*** Records shown ***
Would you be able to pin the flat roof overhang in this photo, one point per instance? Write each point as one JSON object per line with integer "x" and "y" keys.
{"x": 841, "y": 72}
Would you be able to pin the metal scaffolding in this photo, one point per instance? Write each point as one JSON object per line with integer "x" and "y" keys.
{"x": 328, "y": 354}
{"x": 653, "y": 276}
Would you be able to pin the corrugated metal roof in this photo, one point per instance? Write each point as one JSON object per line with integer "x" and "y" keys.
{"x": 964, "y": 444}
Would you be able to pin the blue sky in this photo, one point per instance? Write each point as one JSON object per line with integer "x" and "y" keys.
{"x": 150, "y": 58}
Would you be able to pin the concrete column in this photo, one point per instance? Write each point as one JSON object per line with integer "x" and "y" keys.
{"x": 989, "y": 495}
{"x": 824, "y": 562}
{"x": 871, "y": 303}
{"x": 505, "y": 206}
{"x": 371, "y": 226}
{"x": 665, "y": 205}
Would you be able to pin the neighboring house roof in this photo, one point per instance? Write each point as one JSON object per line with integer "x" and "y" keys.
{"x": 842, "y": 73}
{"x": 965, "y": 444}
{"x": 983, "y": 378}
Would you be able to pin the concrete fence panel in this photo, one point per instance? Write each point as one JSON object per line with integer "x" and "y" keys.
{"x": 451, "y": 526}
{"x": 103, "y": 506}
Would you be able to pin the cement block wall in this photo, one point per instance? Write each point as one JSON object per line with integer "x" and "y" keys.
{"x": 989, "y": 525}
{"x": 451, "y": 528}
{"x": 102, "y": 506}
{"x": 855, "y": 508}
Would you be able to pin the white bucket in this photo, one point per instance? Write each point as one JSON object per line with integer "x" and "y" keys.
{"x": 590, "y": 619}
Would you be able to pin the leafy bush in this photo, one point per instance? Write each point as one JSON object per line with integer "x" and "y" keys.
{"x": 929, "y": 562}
***
*** Records shown ***
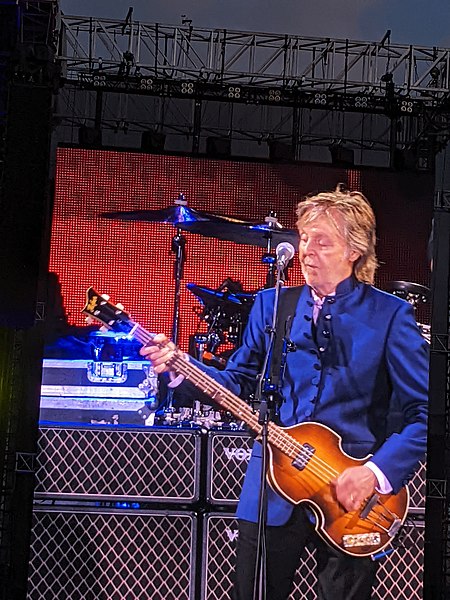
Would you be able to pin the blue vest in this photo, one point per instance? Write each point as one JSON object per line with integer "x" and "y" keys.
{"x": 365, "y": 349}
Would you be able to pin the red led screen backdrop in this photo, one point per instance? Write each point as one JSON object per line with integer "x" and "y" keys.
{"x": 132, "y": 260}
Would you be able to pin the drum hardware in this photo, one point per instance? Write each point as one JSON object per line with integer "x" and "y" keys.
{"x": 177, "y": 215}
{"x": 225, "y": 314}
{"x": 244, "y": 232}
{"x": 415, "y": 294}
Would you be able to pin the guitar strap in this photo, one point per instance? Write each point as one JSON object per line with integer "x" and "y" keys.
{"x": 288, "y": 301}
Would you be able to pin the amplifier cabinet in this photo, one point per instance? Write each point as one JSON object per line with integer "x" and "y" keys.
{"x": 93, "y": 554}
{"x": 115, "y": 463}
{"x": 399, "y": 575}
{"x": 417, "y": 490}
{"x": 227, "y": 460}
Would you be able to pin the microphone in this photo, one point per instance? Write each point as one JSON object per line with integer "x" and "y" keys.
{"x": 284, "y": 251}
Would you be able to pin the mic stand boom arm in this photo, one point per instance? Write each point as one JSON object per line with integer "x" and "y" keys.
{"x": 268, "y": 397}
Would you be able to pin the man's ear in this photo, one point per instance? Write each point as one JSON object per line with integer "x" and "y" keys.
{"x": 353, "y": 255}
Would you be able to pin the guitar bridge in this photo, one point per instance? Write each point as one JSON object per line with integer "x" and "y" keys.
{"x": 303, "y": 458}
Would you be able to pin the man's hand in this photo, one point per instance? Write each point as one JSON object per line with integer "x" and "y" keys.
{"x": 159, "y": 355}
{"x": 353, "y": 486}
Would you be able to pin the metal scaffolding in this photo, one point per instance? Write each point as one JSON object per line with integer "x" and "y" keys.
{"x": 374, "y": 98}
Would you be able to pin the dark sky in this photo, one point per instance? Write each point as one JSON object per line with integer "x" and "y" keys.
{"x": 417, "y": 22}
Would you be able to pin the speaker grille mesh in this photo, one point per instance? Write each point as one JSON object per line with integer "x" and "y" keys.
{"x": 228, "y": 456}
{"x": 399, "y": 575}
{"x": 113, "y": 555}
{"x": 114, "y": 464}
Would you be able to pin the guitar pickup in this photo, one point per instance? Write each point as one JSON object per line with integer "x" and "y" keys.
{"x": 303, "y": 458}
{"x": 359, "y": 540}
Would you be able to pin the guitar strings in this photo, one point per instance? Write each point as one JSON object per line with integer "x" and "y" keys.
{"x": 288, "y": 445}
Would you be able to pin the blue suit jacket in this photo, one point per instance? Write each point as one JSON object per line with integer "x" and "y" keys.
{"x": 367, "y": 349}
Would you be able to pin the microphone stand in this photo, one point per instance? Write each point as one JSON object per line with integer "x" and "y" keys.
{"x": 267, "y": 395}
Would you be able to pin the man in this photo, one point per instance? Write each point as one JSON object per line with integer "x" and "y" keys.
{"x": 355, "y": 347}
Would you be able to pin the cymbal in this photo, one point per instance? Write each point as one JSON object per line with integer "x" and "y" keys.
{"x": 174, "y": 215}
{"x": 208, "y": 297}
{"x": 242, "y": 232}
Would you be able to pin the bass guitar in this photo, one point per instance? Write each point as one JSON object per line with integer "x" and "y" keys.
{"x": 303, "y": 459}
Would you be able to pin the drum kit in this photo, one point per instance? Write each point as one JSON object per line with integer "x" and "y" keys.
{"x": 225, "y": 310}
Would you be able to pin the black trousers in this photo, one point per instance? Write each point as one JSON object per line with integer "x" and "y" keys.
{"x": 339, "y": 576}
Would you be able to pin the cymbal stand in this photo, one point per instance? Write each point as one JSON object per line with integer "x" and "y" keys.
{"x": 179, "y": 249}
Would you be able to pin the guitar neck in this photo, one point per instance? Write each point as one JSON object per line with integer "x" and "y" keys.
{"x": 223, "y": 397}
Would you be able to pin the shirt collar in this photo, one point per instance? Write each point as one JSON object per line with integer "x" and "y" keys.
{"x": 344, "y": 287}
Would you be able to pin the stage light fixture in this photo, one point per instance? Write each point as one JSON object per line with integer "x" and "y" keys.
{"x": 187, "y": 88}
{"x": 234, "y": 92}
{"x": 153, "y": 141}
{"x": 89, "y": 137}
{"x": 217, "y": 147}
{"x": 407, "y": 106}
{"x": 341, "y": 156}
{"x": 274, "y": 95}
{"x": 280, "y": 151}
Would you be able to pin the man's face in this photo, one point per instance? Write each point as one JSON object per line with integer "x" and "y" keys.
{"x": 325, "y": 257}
***
■ Task to complete: Extract each line of the data above that contains the string "cymbal". Case counts when matching.

■ Answer for this exercise:
Would you be able to pin the cymbal in this photo, one point per instance? Write each point as one JSON object per line with integer "x" and "y" keys.
Would you be able to pin the cymbal stand in this photo, one point per instance? Write each point as one JSON object per line with integer "x" and "y" keys.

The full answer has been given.